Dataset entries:
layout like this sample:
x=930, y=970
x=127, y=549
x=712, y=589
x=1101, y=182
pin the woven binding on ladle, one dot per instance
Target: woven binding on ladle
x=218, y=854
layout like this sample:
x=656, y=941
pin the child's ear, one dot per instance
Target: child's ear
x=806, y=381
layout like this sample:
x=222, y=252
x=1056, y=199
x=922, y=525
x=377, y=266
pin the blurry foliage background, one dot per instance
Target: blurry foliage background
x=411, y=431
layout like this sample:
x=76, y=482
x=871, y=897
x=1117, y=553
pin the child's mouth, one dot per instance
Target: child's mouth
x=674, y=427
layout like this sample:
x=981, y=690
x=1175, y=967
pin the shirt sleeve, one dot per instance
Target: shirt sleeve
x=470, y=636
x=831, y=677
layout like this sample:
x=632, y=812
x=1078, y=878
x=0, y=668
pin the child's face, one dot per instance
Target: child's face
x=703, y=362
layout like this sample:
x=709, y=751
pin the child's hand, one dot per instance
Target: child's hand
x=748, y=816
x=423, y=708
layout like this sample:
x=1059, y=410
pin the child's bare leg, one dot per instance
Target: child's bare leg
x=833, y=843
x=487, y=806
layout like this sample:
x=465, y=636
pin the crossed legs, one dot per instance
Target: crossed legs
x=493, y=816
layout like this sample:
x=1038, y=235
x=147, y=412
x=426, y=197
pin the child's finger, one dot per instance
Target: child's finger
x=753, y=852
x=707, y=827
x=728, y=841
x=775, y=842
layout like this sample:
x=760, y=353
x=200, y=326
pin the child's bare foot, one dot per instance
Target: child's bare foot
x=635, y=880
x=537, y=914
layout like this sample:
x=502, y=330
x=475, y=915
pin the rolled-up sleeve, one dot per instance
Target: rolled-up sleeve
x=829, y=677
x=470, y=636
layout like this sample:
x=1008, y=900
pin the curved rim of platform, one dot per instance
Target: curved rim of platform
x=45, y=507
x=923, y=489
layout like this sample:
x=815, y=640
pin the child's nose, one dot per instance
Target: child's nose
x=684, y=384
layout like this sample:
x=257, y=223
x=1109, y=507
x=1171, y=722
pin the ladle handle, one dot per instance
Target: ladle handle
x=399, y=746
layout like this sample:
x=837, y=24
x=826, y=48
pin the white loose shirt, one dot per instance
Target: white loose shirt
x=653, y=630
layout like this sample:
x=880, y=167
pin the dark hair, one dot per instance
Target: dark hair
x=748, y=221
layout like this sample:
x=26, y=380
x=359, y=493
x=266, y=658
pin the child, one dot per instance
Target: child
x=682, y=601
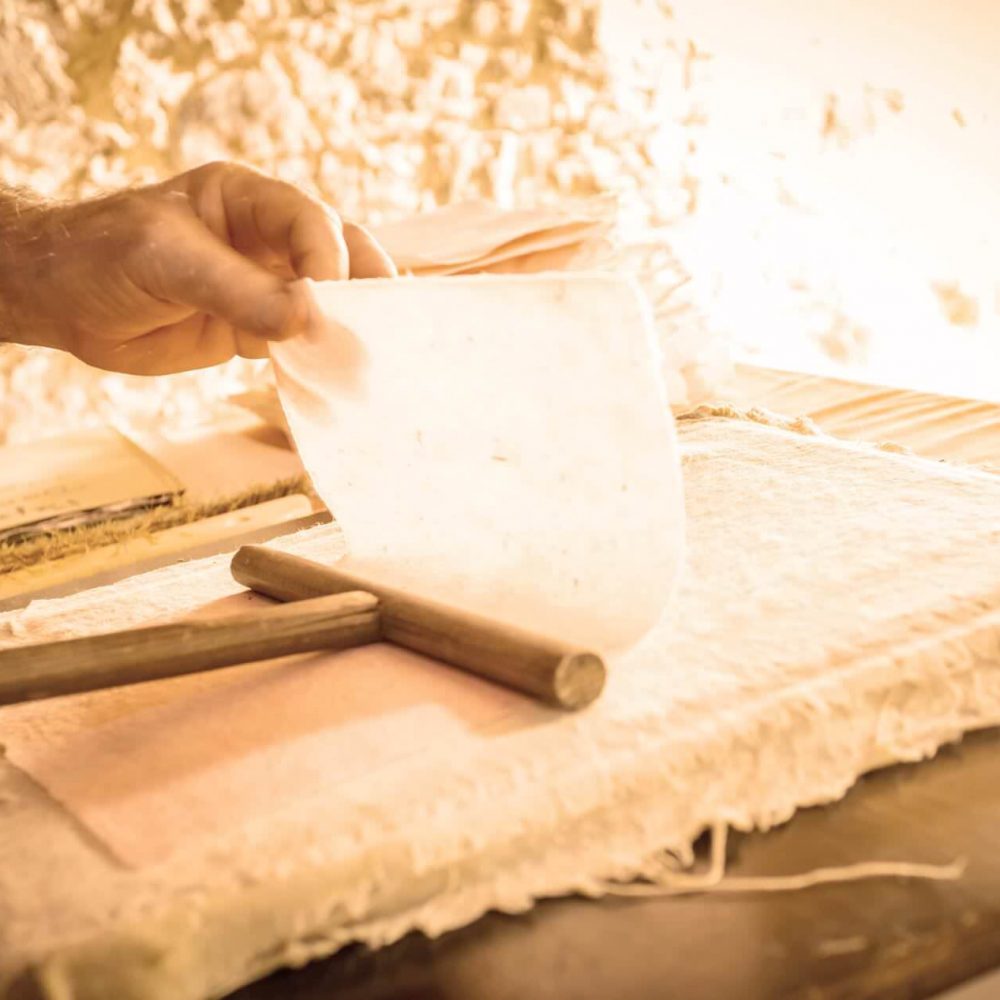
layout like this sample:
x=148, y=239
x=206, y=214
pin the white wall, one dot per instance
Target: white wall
x=869, y=241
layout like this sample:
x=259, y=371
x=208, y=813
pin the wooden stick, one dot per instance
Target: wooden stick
x=559, y=674
x=46, y=670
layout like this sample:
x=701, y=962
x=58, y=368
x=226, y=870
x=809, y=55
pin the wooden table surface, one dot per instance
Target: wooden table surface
x=881, y=938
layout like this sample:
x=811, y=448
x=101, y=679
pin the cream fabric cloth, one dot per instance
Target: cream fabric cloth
x=840, y=610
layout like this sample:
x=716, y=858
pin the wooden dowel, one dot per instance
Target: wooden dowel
x=90, y=663
x=557, y=673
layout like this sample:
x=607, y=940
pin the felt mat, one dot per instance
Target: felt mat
x=840, y=610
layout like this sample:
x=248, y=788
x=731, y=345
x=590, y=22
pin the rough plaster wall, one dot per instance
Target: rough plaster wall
x=382, y=107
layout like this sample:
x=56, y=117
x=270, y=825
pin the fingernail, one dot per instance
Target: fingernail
x=299, y=315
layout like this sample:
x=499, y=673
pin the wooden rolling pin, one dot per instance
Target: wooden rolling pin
x=89, y=663
x=557, y=673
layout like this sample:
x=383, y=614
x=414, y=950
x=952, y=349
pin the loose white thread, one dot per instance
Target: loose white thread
x=664, y=880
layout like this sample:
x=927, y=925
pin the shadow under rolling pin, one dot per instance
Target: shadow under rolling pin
x=545, y=668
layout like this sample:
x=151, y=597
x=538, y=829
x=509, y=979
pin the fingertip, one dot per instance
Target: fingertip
x=368, y=258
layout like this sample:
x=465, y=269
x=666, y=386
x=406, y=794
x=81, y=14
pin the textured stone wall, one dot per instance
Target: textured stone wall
x=382, y=107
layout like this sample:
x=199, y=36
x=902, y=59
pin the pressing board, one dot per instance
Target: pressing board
x=838, y=611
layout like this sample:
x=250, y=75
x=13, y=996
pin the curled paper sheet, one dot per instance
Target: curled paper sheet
x=499, y=443
x=478, y=235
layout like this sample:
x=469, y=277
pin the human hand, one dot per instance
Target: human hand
x=175, y=276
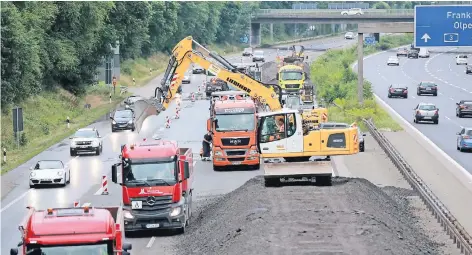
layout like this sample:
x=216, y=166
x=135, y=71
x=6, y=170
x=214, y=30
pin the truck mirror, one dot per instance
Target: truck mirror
x=186, y=170
x=127, y=246
x=208, y=124
x=114, y=177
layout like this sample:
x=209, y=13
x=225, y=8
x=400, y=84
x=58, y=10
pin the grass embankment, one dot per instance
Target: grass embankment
x=44, y=118
x=337, y=85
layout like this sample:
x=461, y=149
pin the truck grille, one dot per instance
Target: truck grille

* _PROBLEM STATEMENT_: Restate word for word every line from the one with "Target: dark hair" up to and including the one with "pin the fingernail, one dot per instance" in the records above, minus the pictures.

* _ANSWER TO THE EXERCISE_:
Target: dark hair
x=748, y=221
layout like this sample:
x=26, y=380
x=359, y=493
x=266, y=658
pin the child, one dot per instance
Target: child
x=682, y=601
layout like this sample:
x=148, y=239
x=206, y=214
pin the white wall, one dot per instance
Target: white wall
x=869, y=241
layout like this sample:
x=259, y=371
x=208, y=813
pin the wooden stick, one dot per instance
Target: wooden stick
x=559, y=674
x=46, y=670
layout like this sample:
x=701, y=962
x=58, y=368
x=226, y=870
x=809, y=55
pin the wooden table surface, one dot per instance
Target: wooden table surface
x=881, y=938
layout like this sample:
x=811, y=448
x=101, y=679
pin the cream fabric cloth, one dot per instance
Target: cream fabric cloth
x=840, y=610
layout like this sample:
x=716, y=858
pin the wooden dowel, one dot per instance
Target: wooden dowel
x=90, y=663
x=557, y=673
layout like this sample:
x=607, y=940
pin the felt mat, one dot per instance
Target: felt mat
x=840, y=610
layout like this sample:
x=248, y=788
x=731, y=345
x=590, y=22
pin the rough plaster wall, one dot per instance
Target: rough plaster wall
x=382, y=107
layout like this sample:
x=56, y=117
x=270, y=825
pin the fingernail, one dot per instance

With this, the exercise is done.